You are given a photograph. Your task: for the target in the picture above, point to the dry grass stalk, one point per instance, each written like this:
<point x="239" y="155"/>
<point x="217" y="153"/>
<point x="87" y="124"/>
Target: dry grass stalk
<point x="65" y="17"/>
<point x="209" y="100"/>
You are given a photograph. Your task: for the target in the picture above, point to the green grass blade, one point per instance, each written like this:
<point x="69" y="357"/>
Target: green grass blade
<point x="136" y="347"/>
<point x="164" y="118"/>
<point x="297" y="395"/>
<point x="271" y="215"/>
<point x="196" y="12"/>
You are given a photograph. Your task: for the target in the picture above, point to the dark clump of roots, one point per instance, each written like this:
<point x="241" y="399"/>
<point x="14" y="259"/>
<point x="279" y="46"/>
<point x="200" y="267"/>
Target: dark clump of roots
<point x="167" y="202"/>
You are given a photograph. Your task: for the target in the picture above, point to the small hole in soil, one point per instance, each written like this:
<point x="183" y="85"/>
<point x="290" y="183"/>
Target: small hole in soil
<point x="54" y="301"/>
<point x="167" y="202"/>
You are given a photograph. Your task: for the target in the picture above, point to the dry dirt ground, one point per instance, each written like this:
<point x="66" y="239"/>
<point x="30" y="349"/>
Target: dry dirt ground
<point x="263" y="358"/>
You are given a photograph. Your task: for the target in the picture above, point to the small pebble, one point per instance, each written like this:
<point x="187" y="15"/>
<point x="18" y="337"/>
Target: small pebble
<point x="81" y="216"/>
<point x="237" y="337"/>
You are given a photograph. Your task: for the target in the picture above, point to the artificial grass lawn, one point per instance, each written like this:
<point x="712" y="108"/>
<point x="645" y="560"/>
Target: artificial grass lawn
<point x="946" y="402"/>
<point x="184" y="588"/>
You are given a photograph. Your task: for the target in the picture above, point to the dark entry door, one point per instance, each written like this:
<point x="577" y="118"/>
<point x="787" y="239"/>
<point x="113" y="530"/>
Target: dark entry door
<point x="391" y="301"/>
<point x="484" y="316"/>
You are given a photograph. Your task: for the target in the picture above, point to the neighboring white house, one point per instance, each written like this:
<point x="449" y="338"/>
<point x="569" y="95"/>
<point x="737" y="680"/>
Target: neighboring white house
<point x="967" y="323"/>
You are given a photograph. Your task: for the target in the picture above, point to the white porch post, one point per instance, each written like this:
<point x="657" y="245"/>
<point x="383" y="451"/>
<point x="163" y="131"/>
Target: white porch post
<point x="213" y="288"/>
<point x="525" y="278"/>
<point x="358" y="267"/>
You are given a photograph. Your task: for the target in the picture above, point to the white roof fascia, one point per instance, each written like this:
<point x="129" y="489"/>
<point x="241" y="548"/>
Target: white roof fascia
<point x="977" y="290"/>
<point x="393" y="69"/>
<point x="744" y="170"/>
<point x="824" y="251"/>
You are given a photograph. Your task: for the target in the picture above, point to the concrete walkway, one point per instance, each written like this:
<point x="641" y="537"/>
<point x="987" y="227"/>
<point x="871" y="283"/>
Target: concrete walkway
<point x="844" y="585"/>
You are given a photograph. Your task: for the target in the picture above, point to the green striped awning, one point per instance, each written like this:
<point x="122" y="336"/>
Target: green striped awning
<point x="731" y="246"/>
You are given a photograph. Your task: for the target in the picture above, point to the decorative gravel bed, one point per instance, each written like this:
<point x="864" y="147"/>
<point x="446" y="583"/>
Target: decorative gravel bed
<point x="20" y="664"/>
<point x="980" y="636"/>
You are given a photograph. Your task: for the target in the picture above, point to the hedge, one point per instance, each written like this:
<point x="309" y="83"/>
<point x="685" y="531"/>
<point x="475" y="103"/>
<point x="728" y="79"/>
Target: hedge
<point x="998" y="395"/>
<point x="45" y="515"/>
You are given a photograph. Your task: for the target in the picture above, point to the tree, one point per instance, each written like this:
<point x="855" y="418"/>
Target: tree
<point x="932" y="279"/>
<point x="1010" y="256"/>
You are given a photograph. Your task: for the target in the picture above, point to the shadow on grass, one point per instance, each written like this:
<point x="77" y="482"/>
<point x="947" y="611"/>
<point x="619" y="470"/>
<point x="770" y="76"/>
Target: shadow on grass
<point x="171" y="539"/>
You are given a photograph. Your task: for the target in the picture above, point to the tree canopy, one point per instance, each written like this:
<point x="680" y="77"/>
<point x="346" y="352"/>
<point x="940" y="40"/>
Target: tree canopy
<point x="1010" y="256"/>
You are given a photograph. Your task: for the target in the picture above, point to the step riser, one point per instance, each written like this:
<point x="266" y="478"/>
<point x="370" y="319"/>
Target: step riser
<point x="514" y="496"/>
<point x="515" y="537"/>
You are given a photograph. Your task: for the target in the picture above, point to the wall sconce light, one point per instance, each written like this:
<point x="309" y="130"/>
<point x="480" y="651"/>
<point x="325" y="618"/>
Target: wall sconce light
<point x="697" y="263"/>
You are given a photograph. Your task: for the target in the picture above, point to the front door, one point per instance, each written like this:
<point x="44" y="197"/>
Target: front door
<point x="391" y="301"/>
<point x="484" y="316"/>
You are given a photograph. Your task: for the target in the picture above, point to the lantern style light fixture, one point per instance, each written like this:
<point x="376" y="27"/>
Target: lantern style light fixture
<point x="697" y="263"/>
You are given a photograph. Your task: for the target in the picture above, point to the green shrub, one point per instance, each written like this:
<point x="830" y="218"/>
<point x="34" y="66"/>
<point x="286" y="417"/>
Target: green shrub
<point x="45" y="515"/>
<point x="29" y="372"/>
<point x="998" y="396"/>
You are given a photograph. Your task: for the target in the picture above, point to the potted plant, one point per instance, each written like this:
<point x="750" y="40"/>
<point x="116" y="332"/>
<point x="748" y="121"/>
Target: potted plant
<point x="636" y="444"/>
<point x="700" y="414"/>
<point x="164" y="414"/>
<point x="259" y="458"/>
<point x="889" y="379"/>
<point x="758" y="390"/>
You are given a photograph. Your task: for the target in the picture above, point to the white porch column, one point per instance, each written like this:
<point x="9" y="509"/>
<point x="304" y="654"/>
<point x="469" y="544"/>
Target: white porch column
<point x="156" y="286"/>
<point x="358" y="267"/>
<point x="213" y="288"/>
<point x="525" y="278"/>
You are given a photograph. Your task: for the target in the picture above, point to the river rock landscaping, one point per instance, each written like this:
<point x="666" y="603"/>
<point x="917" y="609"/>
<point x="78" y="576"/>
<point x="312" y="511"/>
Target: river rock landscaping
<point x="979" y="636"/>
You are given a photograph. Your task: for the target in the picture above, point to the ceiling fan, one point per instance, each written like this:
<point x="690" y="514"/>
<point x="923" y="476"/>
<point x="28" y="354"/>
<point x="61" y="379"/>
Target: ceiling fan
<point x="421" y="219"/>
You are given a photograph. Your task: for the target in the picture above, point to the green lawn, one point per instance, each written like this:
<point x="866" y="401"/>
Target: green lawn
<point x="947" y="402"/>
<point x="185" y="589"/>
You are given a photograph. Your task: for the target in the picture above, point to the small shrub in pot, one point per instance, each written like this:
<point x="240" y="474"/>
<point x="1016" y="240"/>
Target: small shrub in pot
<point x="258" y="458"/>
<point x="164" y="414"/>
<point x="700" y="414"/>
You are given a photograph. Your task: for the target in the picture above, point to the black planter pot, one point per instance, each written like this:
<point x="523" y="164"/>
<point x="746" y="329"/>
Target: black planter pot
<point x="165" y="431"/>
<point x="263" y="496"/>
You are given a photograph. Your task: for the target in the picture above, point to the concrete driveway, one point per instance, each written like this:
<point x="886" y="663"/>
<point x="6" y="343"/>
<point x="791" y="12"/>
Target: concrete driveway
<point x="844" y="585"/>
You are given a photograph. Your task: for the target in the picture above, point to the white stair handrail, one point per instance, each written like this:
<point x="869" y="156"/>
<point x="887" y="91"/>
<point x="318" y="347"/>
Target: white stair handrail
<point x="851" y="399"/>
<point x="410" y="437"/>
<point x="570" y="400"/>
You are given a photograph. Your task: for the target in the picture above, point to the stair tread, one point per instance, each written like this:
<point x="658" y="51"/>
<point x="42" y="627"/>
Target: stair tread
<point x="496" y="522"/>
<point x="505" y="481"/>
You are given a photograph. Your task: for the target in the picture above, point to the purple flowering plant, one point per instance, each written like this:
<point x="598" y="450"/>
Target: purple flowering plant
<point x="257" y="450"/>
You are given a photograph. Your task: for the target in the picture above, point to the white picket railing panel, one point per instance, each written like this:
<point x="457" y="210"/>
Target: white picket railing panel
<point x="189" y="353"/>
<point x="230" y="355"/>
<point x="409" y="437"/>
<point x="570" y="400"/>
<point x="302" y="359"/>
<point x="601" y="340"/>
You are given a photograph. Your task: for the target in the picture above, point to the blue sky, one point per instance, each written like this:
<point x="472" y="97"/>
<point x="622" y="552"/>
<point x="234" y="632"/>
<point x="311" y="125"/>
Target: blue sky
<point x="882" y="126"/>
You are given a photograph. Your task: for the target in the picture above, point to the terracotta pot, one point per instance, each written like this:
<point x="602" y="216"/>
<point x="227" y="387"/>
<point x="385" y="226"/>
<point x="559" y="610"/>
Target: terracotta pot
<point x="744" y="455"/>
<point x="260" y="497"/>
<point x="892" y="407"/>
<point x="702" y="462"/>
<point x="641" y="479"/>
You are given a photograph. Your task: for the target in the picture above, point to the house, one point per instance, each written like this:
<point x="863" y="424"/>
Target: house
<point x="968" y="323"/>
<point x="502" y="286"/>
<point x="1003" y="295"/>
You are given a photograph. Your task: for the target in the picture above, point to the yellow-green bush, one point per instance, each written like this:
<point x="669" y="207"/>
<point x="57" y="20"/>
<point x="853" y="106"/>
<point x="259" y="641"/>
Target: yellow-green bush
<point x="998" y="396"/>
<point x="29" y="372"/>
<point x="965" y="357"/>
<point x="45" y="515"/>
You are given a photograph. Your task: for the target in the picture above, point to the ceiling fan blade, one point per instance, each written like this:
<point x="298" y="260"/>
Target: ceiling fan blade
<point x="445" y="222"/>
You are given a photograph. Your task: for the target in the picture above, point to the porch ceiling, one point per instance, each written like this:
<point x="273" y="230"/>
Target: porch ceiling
********
== Exercise goal ==
Rewrite the listing above as a JSON list of strings, starting at the line that contains "fan blade, one" and continuing through the final line of the listing. Use one string per line and omit blank lines.

== Response below ==
[
  "You are given a photograph. Your task: for the target in the picture above, point to the ceiling fan blade, one point per instance, each written like this:",
  "<point x=\"298\" y=\"260\"/>",
  "Target: ceiling fan blade",
  "<point x=\"445\" y=\"222\"/>",
  "You are given a photograph. Your task: for the target in the picture above, point to the porch ceiling, one point per instance, each written like this:",
  "<point x=\"273\" y=\"230\"/>",
  "Target: porch ceiling"
]